**Exercise**
Copy the data as given. No line may be skipped.

**Collected data**
========================================

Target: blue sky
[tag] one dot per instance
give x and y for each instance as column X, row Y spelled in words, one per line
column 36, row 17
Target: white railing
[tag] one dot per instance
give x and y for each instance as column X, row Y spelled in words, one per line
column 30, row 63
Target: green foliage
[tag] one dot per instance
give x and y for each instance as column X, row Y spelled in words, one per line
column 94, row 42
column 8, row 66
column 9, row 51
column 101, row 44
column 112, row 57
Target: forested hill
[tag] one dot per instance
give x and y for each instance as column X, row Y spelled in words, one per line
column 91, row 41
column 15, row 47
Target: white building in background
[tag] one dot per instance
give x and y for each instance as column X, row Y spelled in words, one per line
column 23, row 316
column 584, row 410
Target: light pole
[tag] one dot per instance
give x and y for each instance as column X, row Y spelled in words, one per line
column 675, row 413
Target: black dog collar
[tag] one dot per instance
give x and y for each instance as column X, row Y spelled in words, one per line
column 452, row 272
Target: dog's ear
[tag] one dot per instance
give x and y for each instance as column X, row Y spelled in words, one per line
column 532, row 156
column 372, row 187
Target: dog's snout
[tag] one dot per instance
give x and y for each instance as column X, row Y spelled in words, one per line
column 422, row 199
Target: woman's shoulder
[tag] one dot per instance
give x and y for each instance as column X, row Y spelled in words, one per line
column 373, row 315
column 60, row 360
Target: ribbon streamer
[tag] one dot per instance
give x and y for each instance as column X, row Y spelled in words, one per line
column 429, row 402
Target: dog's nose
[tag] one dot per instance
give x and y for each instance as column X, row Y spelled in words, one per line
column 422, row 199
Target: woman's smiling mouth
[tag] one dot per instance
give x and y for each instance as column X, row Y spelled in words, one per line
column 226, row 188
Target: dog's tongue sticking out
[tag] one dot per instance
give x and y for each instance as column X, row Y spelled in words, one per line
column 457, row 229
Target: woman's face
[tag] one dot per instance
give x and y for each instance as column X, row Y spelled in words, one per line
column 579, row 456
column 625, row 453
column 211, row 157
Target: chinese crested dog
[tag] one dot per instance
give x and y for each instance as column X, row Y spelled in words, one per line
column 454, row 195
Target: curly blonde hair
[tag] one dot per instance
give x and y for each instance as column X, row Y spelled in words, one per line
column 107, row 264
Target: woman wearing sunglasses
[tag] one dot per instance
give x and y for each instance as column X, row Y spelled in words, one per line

========================================

**Exercise solution**
Target: blue sky
[tag] one dot per instance
give x and y for each instance as column X, row Y spelled in words, one per line
column 36, row 17
Target: white railing
[tag] one dot per instance
give x and y for each instance as column X, row Y spelled in words, one per line
column 30, row 63
Target: green foliage
[tag] one dot per instance
give x and y for each instance as column X, row Y spelled in words, one per line
column 94, row 42
column 8, row 66
column 9, row 51
column 101, row 44
column 112, row 57
Target: forested hill
[tag] one dot per instance
give x and y for each instance as column X, row Y spelled in words, one per line
column 91, row 41
column 15, row 47
Target: white building in background
[tag] one dot per instance
give x and y for each instance as column X, row Y spelled in words, one per line
column 23, row 316
column 584, row 410
Target: light pole
[tag] one dot per instance
give x and y for each instance as column X, row Y spelled in words, one per line
column 675, row 413
Target: black dog collar
[tag] one dot per instance
give x and y for each instance as column X, row Y spelled in words, one per line
column 452, row 272
Target: dog's ear
[tag] one dot per instance
give x and y for each instance as column X, row Y spelled in words, one per line
column 532, row 156
column 372, row 187
Target: dog's snout
[tag] one dot per instance
give x and y for each instance as column X, row Y spelled in words, one per line
column 422, row 199
Target: woman's shoulder
[tag] one dot per instance
give x and y for each instance as column X, row Y spelled in words, one per line
column 373, row 315
column 60, row 360
Target: ribbon streamer
[tag] one dot per instance
give x and y for each instance as column X, row Y spelled in words, one per line
column 429, row 402
Target: dog's nose
[tag] one dot per instance
give x and y for each instance as column X, row Y spelled in words, one per line
column 422, row 199
Target: woman's smiling mouth
[tag] one dot per instance
give x and y for each instance as column X, row Y spelled in words, one per line
column 226, row 188
Target: dog's tongue sticking out
[tag] one dot per instance
give x and y for each instance as column X, row Y spelled in words, one per line
column 457, row 229
Target: woman's face
[tag] one dot per instance
give x and y for each instance as column X, row Y spelled in words, one per line
column 579, row 456
column 625, row 453
column 211, row 157
Target: chinese crested dog
[tag] one dot per instance
give x and y for each instance as column X, row Y spelled in words, one per line
column 454, row 195
Target: curly blonde hair
[tag] one dot per instance
give x and y for each instance as column X, row Y spelled in words, one per line
column 107, row 264
Target: woman wearing sunglasses
[tag] one dot per instance
give x and y for each instance as column X, row Y spelled in words, one per line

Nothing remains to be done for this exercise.